> [RAW DATA]:
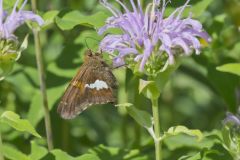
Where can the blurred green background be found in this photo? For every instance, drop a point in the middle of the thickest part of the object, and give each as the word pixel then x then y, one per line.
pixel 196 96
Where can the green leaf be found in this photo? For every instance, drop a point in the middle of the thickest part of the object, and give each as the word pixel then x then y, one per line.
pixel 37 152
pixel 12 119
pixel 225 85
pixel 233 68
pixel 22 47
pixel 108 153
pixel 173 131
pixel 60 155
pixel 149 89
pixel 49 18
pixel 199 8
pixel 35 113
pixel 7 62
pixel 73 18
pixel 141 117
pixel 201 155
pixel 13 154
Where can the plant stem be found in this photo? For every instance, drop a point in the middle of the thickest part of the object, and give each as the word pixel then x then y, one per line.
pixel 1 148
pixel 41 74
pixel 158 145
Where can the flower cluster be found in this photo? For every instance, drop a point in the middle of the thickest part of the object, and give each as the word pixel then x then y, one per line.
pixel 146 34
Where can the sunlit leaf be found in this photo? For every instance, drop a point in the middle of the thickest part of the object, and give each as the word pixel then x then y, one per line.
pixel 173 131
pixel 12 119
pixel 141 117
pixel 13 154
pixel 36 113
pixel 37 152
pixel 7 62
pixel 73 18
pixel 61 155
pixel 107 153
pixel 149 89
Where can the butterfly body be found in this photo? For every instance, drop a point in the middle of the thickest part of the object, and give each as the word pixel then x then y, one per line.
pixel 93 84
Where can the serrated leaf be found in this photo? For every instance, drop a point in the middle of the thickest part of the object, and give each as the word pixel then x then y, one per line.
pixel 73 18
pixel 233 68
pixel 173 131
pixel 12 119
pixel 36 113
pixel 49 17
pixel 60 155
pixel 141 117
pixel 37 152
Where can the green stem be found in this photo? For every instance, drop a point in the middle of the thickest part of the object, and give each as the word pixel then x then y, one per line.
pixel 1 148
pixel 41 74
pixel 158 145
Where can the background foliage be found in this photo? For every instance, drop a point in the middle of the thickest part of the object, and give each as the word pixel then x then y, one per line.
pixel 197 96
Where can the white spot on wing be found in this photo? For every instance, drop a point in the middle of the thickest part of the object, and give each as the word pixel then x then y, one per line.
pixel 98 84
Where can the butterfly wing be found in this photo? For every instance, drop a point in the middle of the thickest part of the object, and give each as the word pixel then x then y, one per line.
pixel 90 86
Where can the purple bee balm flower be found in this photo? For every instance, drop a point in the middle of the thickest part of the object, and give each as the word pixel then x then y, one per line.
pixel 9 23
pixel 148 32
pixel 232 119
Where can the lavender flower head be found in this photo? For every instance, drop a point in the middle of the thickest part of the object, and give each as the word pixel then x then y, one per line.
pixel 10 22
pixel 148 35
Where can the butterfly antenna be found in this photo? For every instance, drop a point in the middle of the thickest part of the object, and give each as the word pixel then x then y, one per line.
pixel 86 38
...
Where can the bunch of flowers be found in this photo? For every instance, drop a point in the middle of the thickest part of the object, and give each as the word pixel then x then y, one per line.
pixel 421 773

> [EXERCISE]:
Can you copy out, word for word, the stretch of the records from the line containing "Where can the blurred" through the line containing "pixel 197 96", with both of those lines included?

> [RESPONSE BELOW]:
Where can the blurred green background be found in this photo? For every instance, drop a point in the middle of the thickest part of the object, and give each as the word pixel then x then y, one per line.
pixel 196 96
Where can the green leaf be found in this photo? For every instance, drop a point in the middle of the thickest part of the object, and give each as the word pixel then x then y, one per line.
pixel 37 152
pixel 12 119
pixel 225 85
pixel 233 68
pixel 22 47
pixel 108 153
pixel 173 131
pixel 60 155
pixel 149 89
pixel 49 18
pixel 199 8
pixel 35 113
pixel 7 62
pixel 73 18
pixel 141 117
pixel 201 155
pixel 13 154
Where can the plant stem be found in this photo? For every instance, drop a point in the middle of the thickest part of the object, and give each as the word pixel then x then y, one per line.
pixel 1 148
pixel 41 74
pixel 158 145
Where can the flower cluster be found in this photo? For every instance, drop a point in the middle of the thickest part of the object, and give each as the word pixel then x then y, one per line.
pixel 146 34
Where can the sunlit leaf be found in this photo? For every instance, drop a point in the middle of the thickest part of the object, and give each as the word pixel then x then y, one per line.
pixel 173 131
pixel 12 119
pixel 141 117
pixel 13 154
pixel 36 113
pixel 37 152
pixel 7 62
pixel 73 18
pixel 61 155
pixel 107 153
pixel 149 89
Where can the butterfly body be found in this photo? For every instance, drop a point in the middle of the thickest part of the object, and give each as the word pixel then x then y, one per line.
pixel 93 84
Where can the serrated leaf be found in this photo? For every instance, drop a point in the middle of the thickest part of the object, and give each as the word pixel then x then y, one per line.
pixel 73 18
pixel 233 68
pixel 173 131
pixel 12 119
pixel 36 113
pixel 49 17
pixel 60 155
pixel 141 117
pixel 37 152
Where can the green stem be found in this photo? For every instance, drop a point in the middle of the thickest part of the object, and give each as the word pixel then x then y, one per line.
pixel 1 148
pixel 41 74
pixel 158 145
Where can the background foliage be found in this photo? For every instance, drop a point in the middle of the thickest part of the object, and give each as the word pixel then x then y, one per line.
pixel 197 96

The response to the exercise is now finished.